* start *

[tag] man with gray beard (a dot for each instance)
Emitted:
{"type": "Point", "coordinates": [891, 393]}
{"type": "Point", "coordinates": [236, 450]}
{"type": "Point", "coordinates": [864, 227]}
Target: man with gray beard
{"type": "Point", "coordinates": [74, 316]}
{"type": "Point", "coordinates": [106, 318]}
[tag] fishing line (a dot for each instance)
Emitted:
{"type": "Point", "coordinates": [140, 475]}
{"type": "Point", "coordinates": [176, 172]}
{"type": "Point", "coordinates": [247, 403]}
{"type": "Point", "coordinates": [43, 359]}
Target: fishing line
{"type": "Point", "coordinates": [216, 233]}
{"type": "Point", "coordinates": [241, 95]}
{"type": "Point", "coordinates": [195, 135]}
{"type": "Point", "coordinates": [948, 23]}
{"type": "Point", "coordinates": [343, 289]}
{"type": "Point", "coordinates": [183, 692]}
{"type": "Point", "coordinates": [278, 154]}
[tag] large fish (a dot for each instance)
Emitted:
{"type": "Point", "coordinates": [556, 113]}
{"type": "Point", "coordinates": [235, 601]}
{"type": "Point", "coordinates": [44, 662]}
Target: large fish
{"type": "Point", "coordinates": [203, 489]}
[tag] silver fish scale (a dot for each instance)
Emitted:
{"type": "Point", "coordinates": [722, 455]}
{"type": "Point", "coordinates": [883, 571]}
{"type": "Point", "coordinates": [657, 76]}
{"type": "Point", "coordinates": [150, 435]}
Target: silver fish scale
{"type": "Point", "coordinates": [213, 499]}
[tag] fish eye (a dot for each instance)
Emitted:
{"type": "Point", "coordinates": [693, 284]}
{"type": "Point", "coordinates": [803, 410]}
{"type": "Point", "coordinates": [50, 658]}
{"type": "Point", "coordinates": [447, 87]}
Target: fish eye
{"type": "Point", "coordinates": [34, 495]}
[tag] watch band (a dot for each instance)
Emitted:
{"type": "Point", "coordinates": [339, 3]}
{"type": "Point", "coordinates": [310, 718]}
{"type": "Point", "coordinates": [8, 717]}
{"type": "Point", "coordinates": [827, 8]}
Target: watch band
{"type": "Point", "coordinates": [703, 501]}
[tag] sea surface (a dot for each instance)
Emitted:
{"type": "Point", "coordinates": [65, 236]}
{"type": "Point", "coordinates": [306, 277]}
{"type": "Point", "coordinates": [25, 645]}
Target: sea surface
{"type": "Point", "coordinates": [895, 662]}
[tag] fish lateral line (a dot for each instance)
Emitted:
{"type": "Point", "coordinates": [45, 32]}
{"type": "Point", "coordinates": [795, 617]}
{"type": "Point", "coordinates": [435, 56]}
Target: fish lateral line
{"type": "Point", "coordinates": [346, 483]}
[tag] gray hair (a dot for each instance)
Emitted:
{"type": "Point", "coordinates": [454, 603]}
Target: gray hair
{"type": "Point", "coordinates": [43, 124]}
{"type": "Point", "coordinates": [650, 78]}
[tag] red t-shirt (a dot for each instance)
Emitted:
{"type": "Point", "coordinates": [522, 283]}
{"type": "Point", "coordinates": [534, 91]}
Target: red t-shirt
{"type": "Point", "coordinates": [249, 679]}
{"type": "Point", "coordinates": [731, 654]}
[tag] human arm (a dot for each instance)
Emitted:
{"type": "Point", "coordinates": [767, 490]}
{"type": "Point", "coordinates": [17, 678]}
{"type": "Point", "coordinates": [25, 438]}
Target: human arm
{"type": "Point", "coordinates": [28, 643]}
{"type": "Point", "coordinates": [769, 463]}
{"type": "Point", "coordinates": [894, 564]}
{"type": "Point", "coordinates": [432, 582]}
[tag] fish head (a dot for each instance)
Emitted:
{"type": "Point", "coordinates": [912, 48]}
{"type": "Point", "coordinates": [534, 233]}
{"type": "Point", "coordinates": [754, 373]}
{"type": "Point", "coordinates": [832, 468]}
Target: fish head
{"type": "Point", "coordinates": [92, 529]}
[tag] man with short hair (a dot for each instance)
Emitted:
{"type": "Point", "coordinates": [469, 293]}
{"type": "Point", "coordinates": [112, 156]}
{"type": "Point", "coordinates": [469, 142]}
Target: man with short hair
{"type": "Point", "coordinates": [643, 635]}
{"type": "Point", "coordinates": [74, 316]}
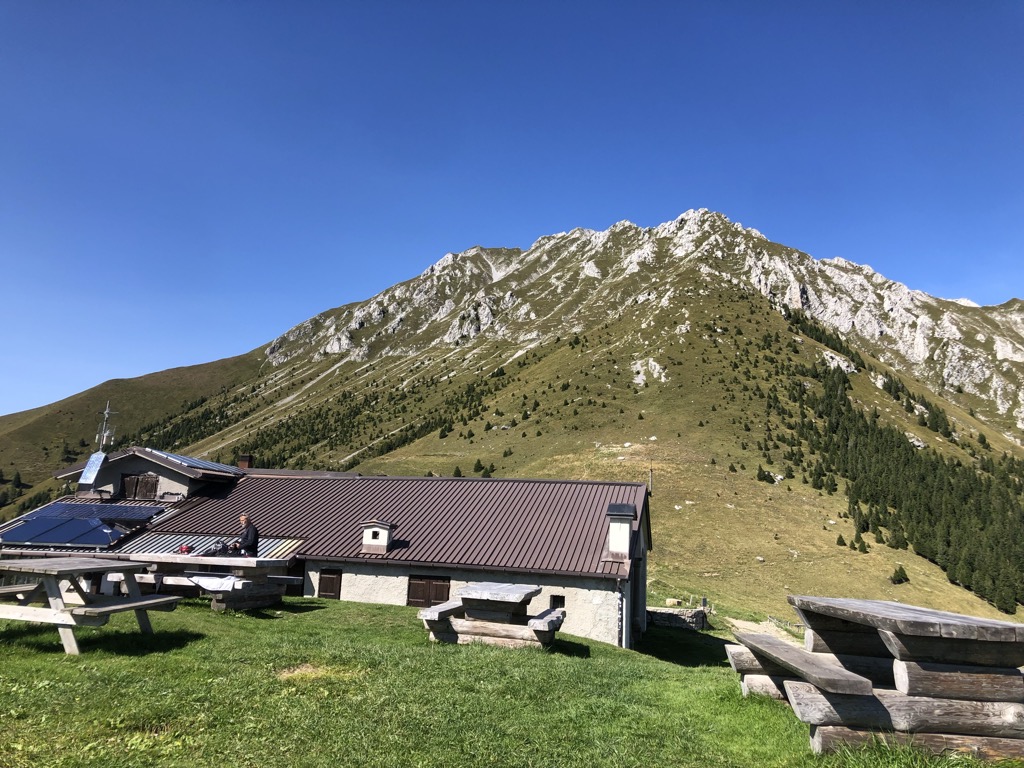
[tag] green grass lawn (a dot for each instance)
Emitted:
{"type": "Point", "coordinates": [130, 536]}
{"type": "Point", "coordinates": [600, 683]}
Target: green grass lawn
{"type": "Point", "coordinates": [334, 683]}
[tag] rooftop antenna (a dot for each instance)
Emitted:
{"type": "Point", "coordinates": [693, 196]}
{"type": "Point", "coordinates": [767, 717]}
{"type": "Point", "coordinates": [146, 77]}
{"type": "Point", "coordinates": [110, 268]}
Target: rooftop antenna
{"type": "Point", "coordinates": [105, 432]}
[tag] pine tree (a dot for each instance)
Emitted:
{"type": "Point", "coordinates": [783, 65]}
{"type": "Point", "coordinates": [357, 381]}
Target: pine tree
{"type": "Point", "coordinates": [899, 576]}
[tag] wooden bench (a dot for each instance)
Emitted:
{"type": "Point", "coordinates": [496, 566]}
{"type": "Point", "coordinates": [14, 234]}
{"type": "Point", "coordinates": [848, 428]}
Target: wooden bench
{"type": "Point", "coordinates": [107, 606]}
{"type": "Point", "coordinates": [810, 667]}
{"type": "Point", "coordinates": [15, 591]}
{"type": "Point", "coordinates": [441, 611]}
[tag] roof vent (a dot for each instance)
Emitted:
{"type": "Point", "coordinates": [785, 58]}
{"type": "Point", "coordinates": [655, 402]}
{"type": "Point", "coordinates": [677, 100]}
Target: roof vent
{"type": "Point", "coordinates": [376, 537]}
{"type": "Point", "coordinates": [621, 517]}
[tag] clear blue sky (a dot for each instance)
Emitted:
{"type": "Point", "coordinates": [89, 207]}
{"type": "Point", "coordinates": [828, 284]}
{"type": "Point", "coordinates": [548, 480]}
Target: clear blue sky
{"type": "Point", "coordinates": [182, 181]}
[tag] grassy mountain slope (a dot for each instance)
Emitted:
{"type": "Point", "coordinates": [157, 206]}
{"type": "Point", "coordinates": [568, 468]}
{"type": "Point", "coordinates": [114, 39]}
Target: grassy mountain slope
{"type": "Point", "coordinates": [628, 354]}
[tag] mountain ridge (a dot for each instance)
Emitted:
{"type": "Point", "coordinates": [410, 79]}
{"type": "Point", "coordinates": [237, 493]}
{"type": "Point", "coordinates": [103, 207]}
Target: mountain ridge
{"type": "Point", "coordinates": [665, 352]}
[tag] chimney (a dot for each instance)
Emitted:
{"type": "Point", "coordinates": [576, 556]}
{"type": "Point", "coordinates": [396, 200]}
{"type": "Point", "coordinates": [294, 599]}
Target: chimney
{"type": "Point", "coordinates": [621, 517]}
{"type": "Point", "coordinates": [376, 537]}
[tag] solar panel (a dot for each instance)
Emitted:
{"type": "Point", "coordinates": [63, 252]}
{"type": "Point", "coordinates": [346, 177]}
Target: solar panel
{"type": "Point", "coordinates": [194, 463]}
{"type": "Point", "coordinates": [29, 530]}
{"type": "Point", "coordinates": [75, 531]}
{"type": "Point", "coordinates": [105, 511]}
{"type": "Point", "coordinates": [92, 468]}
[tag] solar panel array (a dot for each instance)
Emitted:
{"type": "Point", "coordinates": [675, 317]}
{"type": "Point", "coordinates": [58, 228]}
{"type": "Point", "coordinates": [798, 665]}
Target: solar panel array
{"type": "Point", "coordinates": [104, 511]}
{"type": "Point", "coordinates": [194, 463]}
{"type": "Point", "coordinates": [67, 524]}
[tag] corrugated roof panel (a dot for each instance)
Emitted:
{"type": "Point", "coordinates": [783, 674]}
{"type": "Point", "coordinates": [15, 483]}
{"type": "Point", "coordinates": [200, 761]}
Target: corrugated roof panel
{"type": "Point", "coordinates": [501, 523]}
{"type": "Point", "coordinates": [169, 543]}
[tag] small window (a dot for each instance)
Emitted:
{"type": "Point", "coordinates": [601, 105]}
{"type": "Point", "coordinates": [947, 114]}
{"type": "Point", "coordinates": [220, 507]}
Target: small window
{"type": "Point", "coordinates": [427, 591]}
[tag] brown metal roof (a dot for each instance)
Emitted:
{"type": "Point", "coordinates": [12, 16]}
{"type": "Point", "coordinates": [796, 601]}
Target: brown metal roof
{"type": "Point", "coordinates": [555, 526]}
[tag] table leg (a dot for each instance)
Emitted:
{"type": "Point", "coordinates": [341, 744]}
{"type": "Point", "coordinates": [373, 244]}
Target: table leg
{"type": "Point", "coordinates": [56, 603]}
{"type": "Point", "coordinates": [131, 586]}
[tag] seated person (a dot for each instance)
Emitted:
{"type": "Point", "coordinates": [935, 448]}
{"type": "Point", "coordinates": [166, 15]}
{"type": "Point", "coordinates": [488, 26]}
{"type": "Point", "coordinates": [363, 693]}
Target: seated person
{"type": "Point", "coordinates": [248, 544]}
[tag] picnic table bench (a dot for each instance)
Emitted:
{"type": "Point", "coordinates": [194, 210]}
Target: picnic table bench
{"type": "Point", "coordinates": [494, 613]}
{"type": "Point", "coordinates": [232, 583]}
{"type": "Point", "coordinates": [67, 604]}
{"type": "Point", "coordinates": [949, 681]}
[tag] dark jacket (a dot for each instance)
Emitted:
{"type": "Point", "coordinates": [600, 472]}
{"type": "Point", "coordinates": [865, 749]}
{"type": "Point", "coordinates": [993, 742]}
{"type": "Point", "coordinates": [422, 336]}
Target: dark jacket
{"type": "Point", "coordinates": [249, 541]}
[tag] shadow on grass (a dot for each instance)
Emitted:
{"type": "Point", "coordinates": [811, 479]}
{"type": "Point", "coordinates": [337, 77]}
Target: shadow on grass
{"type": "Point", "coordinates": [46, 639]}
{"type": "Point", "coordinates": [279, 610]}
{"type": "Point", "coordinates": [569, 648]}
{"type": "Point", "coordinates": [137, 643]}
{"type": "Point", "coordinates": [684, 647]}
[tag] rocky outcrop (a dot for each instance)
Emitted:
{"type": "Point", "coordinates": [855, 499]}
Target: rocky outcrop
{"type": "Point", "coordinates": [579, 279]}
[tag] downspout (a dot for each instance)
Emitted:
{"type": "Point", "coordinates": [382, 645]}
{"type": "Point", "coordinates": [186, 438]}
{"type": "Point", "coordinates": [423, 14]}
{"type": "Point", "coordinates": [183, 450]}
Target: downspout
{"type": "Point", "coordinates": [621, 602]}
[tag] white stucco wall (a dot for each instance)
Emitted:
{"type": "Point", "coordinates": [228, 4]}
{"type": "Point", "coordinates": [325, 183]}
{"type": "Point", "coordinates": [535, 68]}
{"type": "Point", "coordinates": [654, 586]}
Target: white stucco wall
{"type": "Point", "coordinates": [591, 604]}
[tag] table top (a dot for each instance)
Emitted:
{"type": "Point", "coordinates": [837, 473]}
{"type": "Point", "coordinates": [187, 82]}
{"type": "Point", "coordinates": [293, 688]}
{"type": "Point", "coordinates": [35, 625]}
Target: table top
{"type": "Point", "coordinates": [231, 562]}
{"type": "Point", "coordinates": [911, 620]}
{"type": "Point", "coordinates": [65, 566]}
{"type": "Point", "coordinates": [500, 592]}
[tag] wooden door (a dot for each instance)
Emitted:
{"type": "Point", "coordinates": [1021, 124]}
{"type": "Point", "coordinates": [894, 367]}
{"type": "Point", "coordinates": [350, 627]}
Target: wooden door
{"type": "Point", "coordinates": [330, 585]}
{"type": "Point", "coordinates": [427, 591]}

* end *

» Task statement
Reproduce the lines above unchanged, starting with the line containing "[tag] white stucco" and running through the final line, with both of those lines included.

» Problem solution
[tag] white stucco wall (a dot for each instance)
Emitted:
{"type": "Point", "coordinates": [228, 4]}
{"type": "Point", "coordinates": [325, 183]}
{"type": "Point", "coordinates": [535, 68]}
{"type": "Point", "coordinates": [654, 586]}
Target: white stucco wall
{"type": "Point", "coordinates": [591, 604]}
[tag] table top (a dot for each instance)
Emitted:
{"type": "Point", "coordinates": [837, 473]}
{"type": "Point", "coordinates": [187, 82]}
{"type": "Point", "coordinates": [293, 688]}
{"type": "Point", "coordinates": [35, 625]}
Target: table top
{"type": "Point", "coordinates": [231, 562]}
{"type": "Point", "coordinates": [911, 620]}
{"type": "Point", "coordinates": [65, 566]}
{"type": "Point", "coordinates": [500, 592]}
[tag] wooden door (a dot for each instance)
Emitted:
{"type": "Point", "coordinates": [1021, 124]}
{"type": "Point", "coordinates": [894, 367]}
{"type": "Point", "coordinates": [350, 627]}
Target: wooden door
{"type": "Point", "coordinates": [330, 585]}
{"type": "Point", "coordinates": [427, 591]}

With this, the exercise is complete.